* [AIM OF THE EXERCISE]
Nothing but the lines from the one containing "box: [6, 322, 32, 342]" through the last line of the data below should be returned, each exactly as it stands, pictures excluded.

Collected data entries
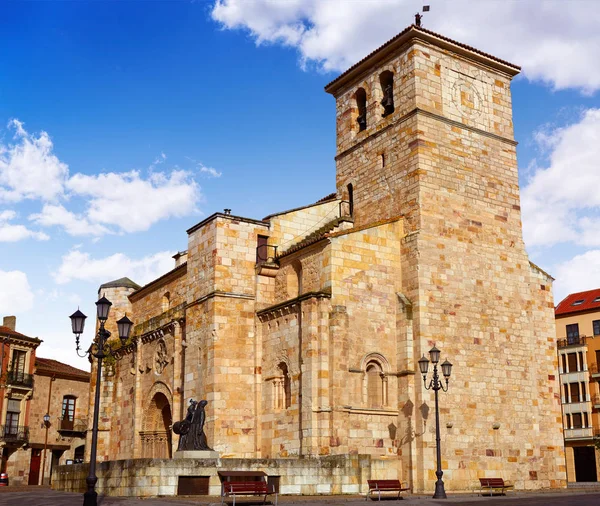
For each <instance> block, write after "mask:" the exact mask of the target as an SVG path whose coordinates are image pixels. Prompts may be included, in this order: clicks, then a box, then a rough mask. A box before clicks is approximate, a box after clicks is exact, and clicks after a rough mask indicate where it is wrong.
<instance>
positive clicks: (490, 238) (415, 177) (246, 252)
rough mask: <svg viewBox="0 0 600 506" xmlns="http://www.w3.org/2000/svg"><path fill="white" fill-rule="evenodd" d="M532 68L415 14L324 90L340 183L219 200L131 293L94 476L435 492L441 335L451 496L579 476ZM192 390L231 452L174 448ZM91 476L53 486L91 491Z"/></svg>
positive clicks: (213, 433) (74, 477)
mask: <svg viewBox="0 0 600 506" xmlns="http://www.w3.org/2000/svg"><path fill="white" fill-rule="evenodd" d="M518 70H519V69H518V67H515V66H514V65H512V64H509V63H506V62H503V61H501V60H498V59H497V58H494V57H493V56H490V55H487V54H485V53H481V52H479V51H477V50H475V49H473V48H470V47H468V46H465V45H463V44H460V43H458V42H454V41H450V40H449V39H447V38H444V37H442V36H438V35H436V34H433V33H432V32H429V31H427V30H424V29H421V28H417V27H414V26H413V27H409V28H407V29H406V30H405V31H404V32H402V33H401V34H399V35H398V36H397V37H395V38H394V39H392V40H391V41H390V42H389V43H387V44H385V45H384V46H382V47H381V48H380V49H378V50H377V51H376V52H374V53H373V54H371V55H369V56H368V57H367V58H365V59H364V60H362V61H361V62H359V63H358V64H357V65H355V66H353V67H352V68H351V69H350V70H349V71H348V72H346V73H344V74H342V75H341V76H340V77H339V78H338V79H336V80H334V81H333V82H332V83H330V84H329V85H328V86H327V88H326V91H328V92H329V93H331V94H332V95H333V96H334V97H335V99H336V119H337V122H336V129H337V154H336V194H335V195H329V196H328V197H326V198H324V199H321V200H320V201H318V202H316V203H314V204H310V205H308V206H306V207H303V208H297V209H292V210H289V211H284V212H281V213H277V214H273V215H271V216H268V217H266V218H265V219H263V220H255V219H250V218H245V217H241V216H235V215H231V214H222V213H216V214H214V215H212V216H210V217H208V218H207V219H205V220H204V221H202V222H200V223H199V224H197V225H195V226H194V227H192V228H190V229H189V230H188V250H187V256H185V257H182V256H178V257H177V262H178V263H177V266H176V267H175V269H173V270H172V271H170V272H169V273H167V274H165V275H164V276H162V277H161V278H158V279H157V280H155V281H153V282H151V283H150V284H148V285H146V286H145V287H142V288H140V289H137V290H133V291H132V290H130V289H129V288H127V287H121V289H122V290H129V291H127V293H125V292H123V293H121V292H119V294H121V295H123V294H124V295H125V297H122V298H121V299H119V300H120V303H119V307H120V311H123V310H124V309H125V308H127V312H128V315H129V314H130V313H129V312H131V316H130V317H131V319H132V320H133V321H134V322H135V323H136V327H135V329H134V337H133V339H132V343H131V344H130V345H128V346H127V347H125V348H124V349H122V350H121V351H120V357H119V359H118V360H117V361H116V363H115V364H114V367H112V368H110V369H107V376H106V381H105V383H104V386H103V388H104V391H103V395H104V396H103V400H102V413H103V414H102V423H101V425H102V437H101V444H100V445H99V460H101V461H102V460H109V461H110V462H106V463H103V464H102V465H101V469H102V471H101V473H102V474H101V475H100V490H103V489H102V487H105V490H106V491H107V492H108V493H111V494H112V493H115V494H117V493H118V494H129V493H131V494H137V493H142V488H143V489H144V492H143V493H144V494H147V495H156V494H163V493H165V494H174V493H175V489H174V487H175V482H176V476H178V475H188V473H190V474H191V473H199V472H200V471H199V469H201V470H202V472H206V473H208V474H207V475H208V476H211V477H213V476H215V475H216V471H217V468H223V469H232V470H235V469H237V470H242V469H261V470H265V471H266V472H267V473H268V474H278V475H281V480H282V486H283V488H282V492H283V493H302V494H314V493H358V492H366V489H365V488H364V487H365V484H366V477H367V476H372V477H380V478H399V479H400V480H402V482H403V483H407V484H408V486H409V487H410V488H411V489H412V490H413V491H414V492H425V491H432V490H433V488H434V482H435V480H436V477H435V474H434V470H435V467H436V465H435V417H434V415H433V394H432V393H431V392H430V391H427V390H425V388H424V386H423V382H422V379H421V376H420V374H419V372H418V366H417V360H418V359H419V358H420V357H421V356H422V355H423V354H427V353H428V351H429V349H430V348H431V347H432V346H433V345H434V344H435V345H436V346H437V347H438V348H440V349H441V350H442V360H444V359H446V358H447V359H449V360H450V361H451V362H452V363H453V364H454V369H453V374H452V378H451V380H450V390H449V391H448V392H447V393H442V394H441V399H440V401H441V413H440V418H441V429H442V441H443V447H442V456H443V462H442V468H443V470H444V480H445V482H446V490H447V491H449V492H454V491H461V490H472V489H473V487H474V486H476V485H477V484H478V478H479V477H501V478H503V479H505V480H510V481H512V482H513V483H514V484H515V487H516V488H517V489H538V488H556V487H563V486H565V484H566V482H565V479H566V475H565V460H564V453H563V449H562V435H561V423H560V420H561V415H560V404H559V399H558V395H559V391H558V385H557V382H556V381H552V380H550V378H551V377H554V376H553V375H554V374H555V371H556V365H557V364H556V353H555V350H554V341H553V339H552V338H553V336H554V316H553V300H552V290H551V285H552V278H551V277H550V276H549V275H548V274H546V273H545V272H543V271H542V270H540V269H539V268H538V267H536V266H535V265H533V264H531V263H530V262H529V259H528V257H527V253H526V251H525V247H524V244H523V239H522V231H521V214H520V197H519V186H518V171H517V162H516V151H515V145H516V143H515V141H514V139H513V127H512V111H511V95H510V81H511V79H512V77H514V76H515V75H516V74H517V73H518ZM390 79H391V82H392V89H393V100H394V111H393V112H392V113H390V114H386V115H385V116H384V115H383V112H384V110H383V106H382V105H381V100H382V98H383V83H384V82H385V83H388V84H386V85H385V86H386V89H389V83H390ZM365 96H366V100H365V98H364V97H365ZM359 115H361V116H362V117H365V118H366V128H364V129H361V128H359V125H358V122H357V118H358V116H359ZM323 193H326V192H323ZM259 244H262V245H263V247H265V244H266V246H267V247H268V248H271V249H270V250H269V251H270V252H271V253H269V254H268V255H266V256H267V257H271V258H270V259H269V260H267V261H266V262H265V261H264V260H265V259H264V258H262V259H261V257H260V255H258V254H257V247H258V246H259ZM275 247H277V249H278V252H279V254H278V255H276V256H275V255H273V254H272V253H273V251H274V249H275ZM182 258H185V259H186V261H185V262H184V261H183V260H182ZM119 294H115V296H118V295H119ZM107 296H108V295H107ZM109 298H110V297H109ZM119 315H120V312H119V311H117V312H115V316H116V317H119ZM113 323H114V322H113ZM111 324H112V323H111ZM190 398H194V399H196V400H199V399H202V398H204V399H207V400H208V406H207V408H206V413H207V419H206V425H205V430H206V433H207V437H208V442H209V444H210V445H211V446H212V447H213V448H214V449H215V450H216V451H218V452H219V454H220V456H221V459H220V460H219V461H218V462H208V461H206V462H205V463H200V462H199V463H196V464H195V468H194V469H191V468H189V469H188V467H189V466H190V463H189V461H186V462H183V463H182V462H177V460H176V459H174V460H168V458H169V457H171V456H172V454H173V450H174V449H175V447H176V441H175V439H176V438H172V437H171V433H170V425H171V423H172V422H173V421H174V420H178V419H181V418H182V416H183V410H184V409H185V406H186V404H187V402H188V401H189V399H190ZM139 458H141V460H135V459H139ZM148 458H154V459H157V460H152V461H149V460H147V459H148ZM117 459H118V460H117ZM132 459H134V460H132ZM359 464H360V465H359ZM186 466H187V467H186ZM358 467H360V468H361V470H360V471H359V469H358ZM132 469H135V470H136V472H139V475H140V476H141V478H140V479H139V480H138V479H136V478H135V476H134V475H135V473H134V472H133V471H132ZM78 470H81V469H80V468H72V469H70V470H68V469H62V468H61V470H60V471H59V473H60V476H64V478H63V477H59V479H58V482H57V483H58V485H57V486H59V487H63V486H64V487H68V488H69V487H70V488H71V489H73V488H76V487H77V486H79V485H77V484H76V483H78V482H80V481H81V475H80V474H78V473H79V471H78ZM146 471H147V472H146ZM271 471H272V472H271ZM149 473H150V474H149ZM156 473H158V474H156ZM169 473H171V474H169ZM177 473H179V474H177ZM161 477H162V478H161ZM78 480H79V481H78ZM103 480H105V481H104V482H103ZM161 480H162V481H161ZM211 480H212V482H211V487H212V488H211V490H214V487H215V486H217V485H218V484H216V483H215V482H214V479H213V478H211ZM81 483H83V482H81ZM140 487H141V488H140ZM160 487H162V488H160Z"/></svg>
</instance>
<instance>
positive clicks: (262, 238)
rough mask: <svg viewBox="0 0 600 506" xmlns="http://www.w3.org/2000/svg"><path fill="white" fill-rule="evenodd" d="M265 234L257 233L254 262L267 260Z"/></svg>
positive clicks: (265, 236) (261, 263)
mask: <svg viewBox="0 0 600 506" xmlns="http://www.w3.org/2000/svg"><path fill="white" fill-rule="evenodd" d="M268 240H269V238H268V237H267V236H266V235H259V236H258V237H257V238H256V263H257V264H262V263H264V262H266V261H267V241H268Z"/></svg>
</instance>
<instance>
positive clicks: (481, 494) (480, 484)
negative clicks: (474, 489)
mask: <svg viewBox="0 0 600 506" xmlns="http://www.w3.org/2000/svg"><path fill="white" fill-rule="evenodd" d="M509 488H514V485H510V484H508V483H506V482H505V481H504V480H503V479H502V478H479V494H480V495H483V492H484V490H485V491H486V492H487V491H489V493H490V495H494V490H500V494H501V495H506V493H505V491H506V490H508V489H509Z"/></svg>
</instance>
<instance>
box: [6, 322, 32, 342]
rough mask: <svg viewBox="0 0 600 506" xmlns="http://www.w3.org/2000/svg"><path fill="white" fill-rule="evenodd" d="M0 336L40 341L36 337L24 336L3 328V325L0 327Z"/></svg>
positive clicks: (12, 331)
mask: <svg viewBox="0 0 600 506" xmlns="http://www.w3.org/2000/svg"><path fill="white" fill-rule="evenodd" d="M0 334H4V335H7V336H10V337H19V338H21V339H28V340H30V341H40V340H39V339H38V338H37V337H30V336H26V335H25V334H21V333H20V332H17V331H15V330H12V329H10V328H8V327H5V326H4V325H0ZM40 342H41V341H40Z"/></svg>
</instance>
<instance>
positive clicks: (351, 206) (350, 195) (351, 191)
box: [348, 183, 354, 216]
mask: <svg viewBox="0 0 600 506" xmlns="http://www.w3.org/2000/svg"><path fill="white" fill-rule="evenodd" d="M348 212H349V213H350V216H354V187H353V186H352V183H350V184H349V185H348Z"/></svg>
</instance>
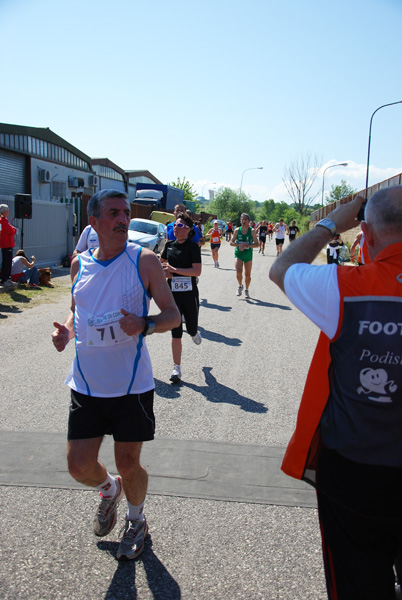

* [TASK SOLUTION]
box: [6, 322, 32, 342]
rough mask: <svg viewBox="0 0 600 506" xmlns="http://www.w3.org/2000/svg"><path fill="white" fill-rule="evenodd" d="M0 336L40 341L36 337L24 336L3 328V325L0 327Z"/></svg>
positive clicks: (12, 331)
mask: <svg viewBox="0 0 600 506" xmlns="http://www.w3.org/2000/svg"><path fill="white" fill-rule="evenodd" d="M0 334H4V335H7V336H10V337H19V338H21V339H28V340H30V341H40V340H39V339H38V338H37V337H30V336H26V335H25V334H21V333H20V332H17V331H15V330H12V329H10V328H8V327H5V326H4V325H0ZM40 342H41V341H40Z"/></svg>
</instance>
<instance>
positive clicks: (351, 206) (350, 195) (351, 191)
box: [348, 183, 354, 216]
mask: <svg viewBox="0 0 600 506" xmlns="http://www.w3.org/2000/svg"><path fill="white" fill-rule="evenodd" d="M348 212H349V213H350V216H354V187H353V186H352V183H350V184H349V185H348Z"/></svg>
</instance>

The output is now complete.